EXERCISE TASK: Write out every line of the records below as a numbered list, skipping any blank lines. Leave the pictures out.

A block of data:

=====

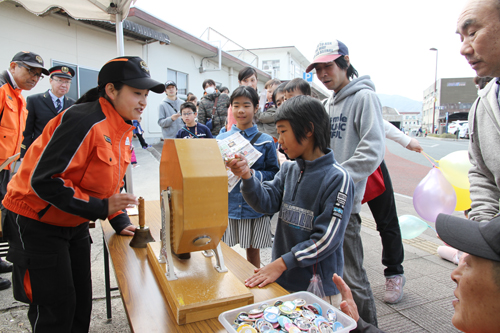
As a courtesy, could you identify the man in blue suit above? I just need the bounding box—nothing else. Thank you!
[21,66,75,158]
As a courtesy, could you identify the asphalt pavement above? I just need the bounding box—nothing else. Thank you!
[0,139,461,333]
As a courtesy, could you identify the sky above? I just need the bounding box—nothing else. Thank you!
[135,0,475,101]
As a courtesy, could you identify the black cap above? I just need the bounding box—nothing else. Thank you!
[165,80,177,89]
[11,51,49,75]
[97,57,165,94]
[49,66,75,80]
[436,214,500,261]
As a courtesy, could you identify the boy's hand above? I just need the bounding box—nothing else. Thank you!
[120,225,136,236]
[108,193,139,216]
[226,154,252,179]
[332,273,359,322]
[245,258,286,288]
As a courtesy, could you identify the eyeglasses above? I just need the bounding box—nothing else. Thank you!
[17,62,44,80]
[52,79,71,85]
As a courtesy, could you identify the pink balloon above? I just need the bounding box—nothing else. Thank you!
[413,168,457,222]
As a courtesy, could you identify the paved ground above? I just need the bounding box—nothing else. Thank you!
[0,137,458,333]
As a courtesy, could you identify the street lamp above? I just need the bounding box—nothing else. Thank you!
[429,47,438,134]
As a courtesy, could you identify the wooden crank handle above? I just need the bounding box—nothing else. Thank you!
[138,197,146,228]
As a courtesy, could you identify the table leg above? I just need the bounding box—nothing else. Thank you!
[102,236,111,319]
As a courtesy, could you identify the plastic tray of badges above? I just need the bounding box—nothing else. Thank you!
[219,291,357,333]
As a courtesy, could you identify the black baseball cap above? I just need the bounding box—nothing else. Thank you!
[165,80,177,89]
[436,214,500,261]
[97,56,165,94]
[49,66,75,80]
[11,51,49,75]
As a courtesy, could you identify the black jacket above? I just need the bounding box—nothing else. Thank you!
[21,90,75,158]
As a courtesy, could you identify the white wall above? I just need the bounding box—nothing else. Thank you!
[0,2,272,143]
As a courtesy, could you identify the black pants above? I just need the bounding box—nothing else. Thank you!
[136,133,148,148]
[5,211,92,333]
[368,161,404,277]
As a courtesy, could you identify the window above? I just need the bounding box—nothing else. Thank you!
[52,60,99,100]
[262,60,280,77]
[167,69,188,95]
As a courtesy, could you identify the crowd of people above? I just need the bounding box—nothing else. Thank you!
[0,0,500,332]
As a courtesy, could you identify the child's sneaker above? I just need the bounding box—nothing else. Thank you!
[384,275,406,304]
[437,245,463,265]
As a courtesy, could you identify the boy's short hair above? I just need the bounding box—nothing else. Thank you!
[181,102,198,114]
[285,77,311,96]
[238,66,257,82]
[273,82,287,105]
[264,79,281,89]
[201,79,215,90]
[276,95,331,154]
[231,86,259,107]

=====

REPLY:
1. As a courtesy, could you identify the man in blue suit above? I just need the bounding box—nothing else. Thank you!
2. [21,66,75,158]
3. As a courtesy, could you identify the asphalt pavement above? I just need the bounding box—nothing else. Thank you!
4. [0,139,461,333]
5. As a courtesy, could you identify the sky above? I just need the bounding box—nothing else. Thank you!
6. [135,0,475,101]
7. As a courtesy, could you identify the black cap above? I just need the bounding box—nothing else. Thank you!
8. [165,80,177,89]
9. [11,51,49,75]
10. [97,57,165,94]
11. [49,66,75,80]
12. [436,214,500,261]
13. As a courtesy, could you identify the boy's hand above? I just need the bounding box—nothing else. Thank you!
14. [120,225,136,236]
15. [108,193,139,216]
16. [226,154,252,179]
17. [332,273,359,322]
18. [245,258,286,288]
19. As a courtesy, could you identify the eyeglasses above? I just need the bounding box—nothing else. Thank you!
20. [17,62,44,80]
21. [52,79,71,85]
22. As a courtesy, could you identify the pink balloon above? I just need the bounding box—nothing else. Thank you!
23. [413,168,457,222]
24. As a courtesy, could you identify the paved ground above? I just need the bounding box—nothing else. Thank you!
25. [0,137,458,333]
26. As a courtesy, could you identify the street lamp above? I just need the bounding box—nothing else. Thank you!
27. [429,47,438,134]
28. As a courtesy, could you identify the wooden crank handle above? I just need the bounding box—nothing else. Thank you!
29. [138,197,146,228]
30. As a courtesy, could you identify the table leg above? I just need the bounding box—nothing else. Thank you!
31. [102,236,111,319]
32. As a courtesy, could you identify the plastic tray of badges above? I just need the bounding box—nothing else. Thank you!
33. [219,291,357,333]
34. As a courtesy, could you identify the black baseball cap above? I just need the bounding box—nothing else. Thank you!
35. [165,80,177,89]
36. [436,214,500,261]
37. [97,56,165,94]
38. [49,66,75,80]
39. [11,51,49,75]
40. As a courtesy, could you identify the black jacket above? I just need the bounding box—nothing else. Thank you!
41. [21,90,75,158]
42. As a courtesy, could you identify the white wall above? I just need the bounding box—nothing else. Thank you!
43. [0,2,272,143]
44. As a courtesy, could you identify the black pants above? I just need the bounding box—nothing else. Thank you!
45. [136,133,148,148]
46. [5,211,92,333]
47. [368,161,404,277]
48. As a courtesy, could you identify the window above? I just need the bounding box—nothing else. Thank you!
49. [52,60,99,100]
50. [262,60,280,77]
51. [167,69,188,95]
52. As a courtesy, could you identify the crowd of people above? I just need the bounding box—nothing else. Thank you!
53. [0,0,500,332]
54. As a courtesy, could you identify the child's sneaker above? I just need the bounding box—nothing else. Thank you!
55. [384,275,406,304]
56. [437,245,463,265]
57. As a courtesy, could you identify the boy's short hair above? I just need the bounding box—nothing else. Thank you!
58. [181,102,198,114]
59. [285,77,311,96]
60. [238,66,257,82]
61. [273,82,287,105]
62. [264,79,281,89]
63. [201,79,215,90]
64. [276,95,331,154]
65. [231,86,259,107]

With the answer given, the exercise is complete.